> Yapılacaklar
- 1) Deizm yazısına dayanarak kısaca yanıtlayın:
(a) İmtihan reddedilirse başka neyin de yok olduğu söyleniyor?
(b) Süte karıştırılmış zehir için ne deniyor?
(c) Yazının sonunda hangi soru soruluyor?
- 2) Deizm yazısında ahireti haber verdiği söylenenlerin hepsini sıralayın.
- 3) Deizm yazısını son cümlesinden sonra devam ettirerek yazın.

> Metin

╭──

ALLAH(C.C) Kâinatı Neden Yarattı?

21 7 10
                                    

Deistlik sadece bir fikir akımı mı sence? Yani sadece yaratılış mevzusuna kendince bir açıklama getirmiş ve mesele bitmiş mi? Yani tüm gayeleri tek bir cümlelik izah mı?

Katiyen hayır! Deistlik aslında üzerine zimmetli vazifeden kurtulmak için inkâr yolunu seçmiş, “Daha yaratılış yok,” diyerekten sümme haşa Rabb’imizi istirahate çekildi maksadıyla imtihanı reddediyor. İmtihan reddedilir ise ahiret de hiç oluyor. Ahireti haber veren melek, Kur’an, peygamberler de yalancı zannı veriliyor! “İmtihan yok,” diyorsa günah ve sevaplar da yoktur, o vakit bunların mükafatı olan Cennet’te olmayıp, cezası olan Cehennem’i de inkâr ediyorsunuz!! Sen bunca şeyi gerçekten inkâr ettiğini biliyor musun???

Şimdi ulaşamadığın bir gerçek için inkâra sapıyor, büyük hata ediyorsun. Süte karıştırılmış zehir damıtılarak temizleme olmaz. O vakit seni her şeyin başlangıcına kadar, ilahi kaynaklarla bilinen ana kadardan günümüze bir zaman yolculuğuna çıkarayım.

Öncelikle yaratılış bahsi geçince akla gelen ilk sorudan yola çıkmak güzel bir başlangıç olur düşüncesi içindeyim;
Sual:ALLAH-u Teâlâ, kainatı neden yarattı?”

╰──

Konum belirleme satırları:
╭──

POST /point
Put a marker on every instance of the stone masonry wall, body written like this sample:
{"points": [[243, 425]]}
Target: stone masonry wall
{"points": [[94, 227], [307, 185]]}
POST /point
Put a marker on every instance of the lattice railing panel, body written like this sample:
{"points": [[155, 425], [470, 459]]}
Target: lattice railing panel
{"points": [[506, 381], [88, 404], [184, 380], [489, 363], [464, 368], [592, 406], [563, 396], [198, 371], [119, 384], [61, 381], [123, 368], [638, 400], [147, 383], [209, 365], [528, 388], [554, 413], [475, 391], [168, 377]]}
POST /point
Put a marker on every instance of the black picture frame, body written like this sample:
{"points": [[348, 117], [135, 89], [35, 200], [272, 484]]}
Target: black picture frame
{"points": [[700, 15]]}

╰──

> Görevlere Göre Sonuçlar
- 1)
(a) Ahiret.
(b) Damıtılarak temizlenemeyeceği.
(c) "ALLAH-u Teâlâ, kainatı neden yarattı?"

- 2) Melek, Kur'an, peygamberler

- 3)
El-Cevap: “Bu söz, Hak Sübhânehu Teâlâ’nın, ihtiyacı yok iken, bu kâinatı niçin yarattığının beyanındadır. Sen bil (Gil) ki ALLAH-u Teâlâ, bu yarattıklarının, kendisine ibadet etmelerini buyurmuş, onları denemek, sınamak için yaratmıştır.”
Burada ibadet etme ve zikredilme hususu tüm mahlûklar için geçerli olup sınanmadan kasıt olunan da insanoğludur. Gerisinde de yazar insanoğlu üzerinden sorunun cevabını izah eder.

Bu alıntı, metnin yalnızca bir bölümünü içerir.